## Problem statement
Continue the passage about legends of submerged bells, starting after its final sentence.

──────── Document passage ────────

12.
Many are the traditions of submerged bells told along the Lancashire coast. 'Here,' says the Rev. W. Thornber in the scarce History of Blackpool (1844), 'or out at sea opposite this spot, once stood the cemetery of Kilgrimol, mentioned in the above-quoted chapter of the Priory of Lytham. Of this fact, tradition is not silent, and the rustic who dwells in the neighbourhood relates tales of fearful sights, and how many a benighted wanderer has been terrified with the sounds of bells pealing dismal chimes.' In Wales, too, the superstition is a common one. It is by no means improbable that there may be more in these faint whispers than would at first appear, and that underneath these dim traditions of churches swallowed by the sea there may rest a faint stratum of the old Scandinavian superstition that sweet singing and beautiful music could be heard by any who stood to listen on an Elf hill; for, although the idea of submerged cities may be found floating in the lore of all Celtic peoples, and in some places the submersion is a matter even of history,[D] in others, as at Kilgrimol, it is doubtful whether the sounds come from the sea or the earth. It is, therefore, more than likely that the traditions of submersion have received the addition of pealing bells from natural causes. There is an Indian superstition which in another way illustrates this theory. Manitobah Lake, in the Red River region, derives its name from a small island, upon which is heard, whenever the gales blow from the north, a sound resembling the pealing of distant church-bells, and which is caused by the waves beating on the shore at the foot of the cliffs and the rubbing of the fallen fragments against each other. This island the Ojibeways suppose to be the home of Manitobah, 'the speaking god,' and upon it they dare not land.

──────── Dataset content ────────

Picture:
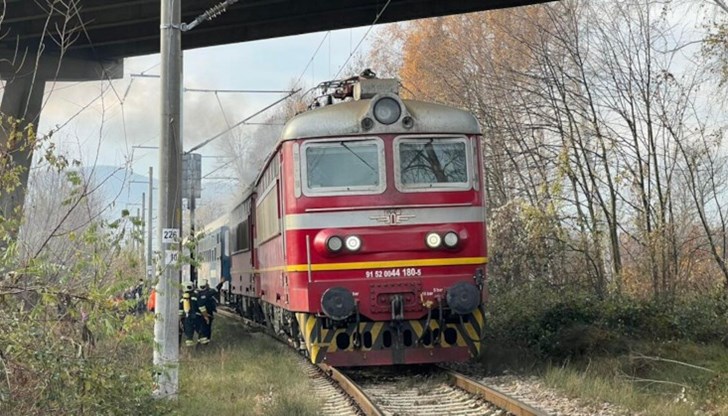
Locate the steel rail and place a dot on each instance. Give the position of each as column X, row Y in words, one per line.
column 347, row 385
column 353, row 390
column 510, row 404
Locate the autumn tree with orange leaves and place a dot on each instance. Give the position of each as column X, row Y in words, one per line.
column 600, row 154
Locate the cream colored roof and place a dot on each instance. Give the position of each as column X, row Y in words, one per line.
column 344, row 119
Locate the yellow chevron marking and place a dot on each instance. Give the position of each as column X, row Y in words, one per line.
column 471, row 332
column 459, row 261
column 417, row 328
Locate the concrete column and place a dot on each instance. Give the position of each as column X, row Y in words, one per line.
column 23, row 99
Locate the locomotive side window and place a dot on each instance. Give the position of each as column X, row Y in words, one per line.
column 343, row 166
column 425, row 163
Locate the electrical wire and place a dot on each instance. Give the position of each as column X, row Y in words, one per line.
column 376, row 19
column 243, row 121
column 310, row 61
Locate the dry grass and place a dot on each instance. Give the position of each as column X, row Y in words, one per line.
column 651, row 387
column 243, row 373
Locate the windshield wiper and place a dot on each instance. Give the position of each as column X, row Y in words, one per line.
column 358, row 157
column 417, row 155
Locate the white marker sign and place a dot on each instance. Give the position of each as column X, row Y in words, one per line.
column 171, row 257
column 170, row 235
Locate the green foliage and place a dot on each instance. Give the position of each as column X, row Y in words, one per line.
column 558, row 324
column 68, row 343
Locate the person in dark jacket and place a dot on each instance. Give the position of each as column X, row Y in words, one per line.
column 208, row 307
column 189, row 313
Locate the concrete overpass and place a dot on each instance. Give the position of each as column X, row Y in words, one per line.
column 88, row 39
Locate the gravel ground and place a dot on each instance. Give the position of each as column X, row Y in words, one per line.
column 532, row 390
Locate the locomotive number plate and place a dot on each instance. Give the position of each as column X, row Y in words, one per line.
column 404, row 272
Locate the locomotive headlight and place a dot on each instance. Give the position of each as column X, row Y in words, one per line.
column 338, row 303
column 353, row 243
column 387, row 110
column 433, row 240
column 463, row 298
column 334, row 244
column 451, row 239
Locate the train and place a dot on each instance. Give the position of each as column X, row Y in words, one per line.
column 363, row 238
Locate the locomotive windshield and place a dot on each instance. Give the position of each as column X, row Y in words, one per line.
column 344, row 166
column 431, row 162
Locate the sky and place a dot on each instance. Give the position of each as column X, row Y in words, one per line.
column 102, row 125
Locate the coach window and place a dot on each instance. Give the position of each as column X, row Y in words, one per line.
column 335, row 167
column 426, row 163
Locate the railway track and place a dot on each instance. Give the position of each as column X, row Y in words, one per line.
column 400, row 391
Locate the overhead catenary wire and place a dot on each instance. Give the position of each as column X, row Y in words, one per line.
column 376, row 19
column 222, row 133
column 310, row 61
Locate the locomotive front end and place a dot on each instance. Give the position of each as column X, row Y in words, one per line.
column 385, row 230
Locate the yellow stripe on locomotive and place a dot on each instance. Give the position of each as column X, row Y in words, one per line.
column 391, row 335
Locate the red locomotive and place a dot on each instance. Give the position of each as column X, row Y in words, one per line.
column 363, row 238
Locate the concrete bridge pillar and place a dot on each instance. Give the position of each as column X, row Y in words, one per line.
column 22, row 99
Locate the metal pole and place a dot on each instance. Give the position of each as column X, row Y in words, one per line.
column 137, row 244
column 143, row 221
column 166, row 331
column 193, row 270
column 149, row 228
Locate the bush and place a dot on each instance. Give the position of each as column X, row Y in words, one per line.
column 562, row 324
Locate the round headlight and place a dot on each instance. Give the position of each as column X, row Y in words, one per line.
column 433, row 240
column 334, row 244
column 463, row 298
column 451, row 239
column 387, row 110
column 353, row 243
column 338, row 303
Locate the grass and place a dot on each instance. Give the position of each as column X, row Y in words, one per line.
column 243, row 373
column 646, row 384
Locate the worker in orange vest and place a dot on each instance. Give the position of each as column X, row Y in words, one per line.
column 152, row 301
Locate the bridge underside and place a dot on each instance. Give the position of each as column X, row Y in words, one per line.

────────

## Task answer
[D] Vide Lyell's Principles of Geology, Chapter on Encroachments of the Sea, for many instances of submerged villages and churches along the English coast.
There is in Normandy a singular tradition of a submerged bell, dating back to the time of the English occupation, along with others of buried and hidden treasure. It is said that, as the English soldiers were abandoning the country, they destroyed the abbey of Corneville, and were taking away with them the principal bell, when the barge capsized. As they were trying to recover the prize, the French came upon them, and they were obliged to hurry away, leaving the bell behind. Since that time, whenever the bells of the churches in the district ring out their joyous peals upon solemn festival days, the submerged bell also can be heard joining in the carillon. (Essai sur l'arrondissement de Pont-Audemer.)
A story somewhat similar to this is told of a bell from St. David's, Pembrokeshire, carried off by Cromwellian troops whose vessel afterwards was wrecked in Ramsay Sound, from the moving waters of which the pealing can be heard when a storm is rising.
13.
For the sake of those who are not 'native and to the manner born,' Roger's story is not given in his vernacular, a mixture of the Mid-Lancashire and the Furness dialects, trying even to those who are acquainted with the expressive Doric of other parts of the County Palatine.
14.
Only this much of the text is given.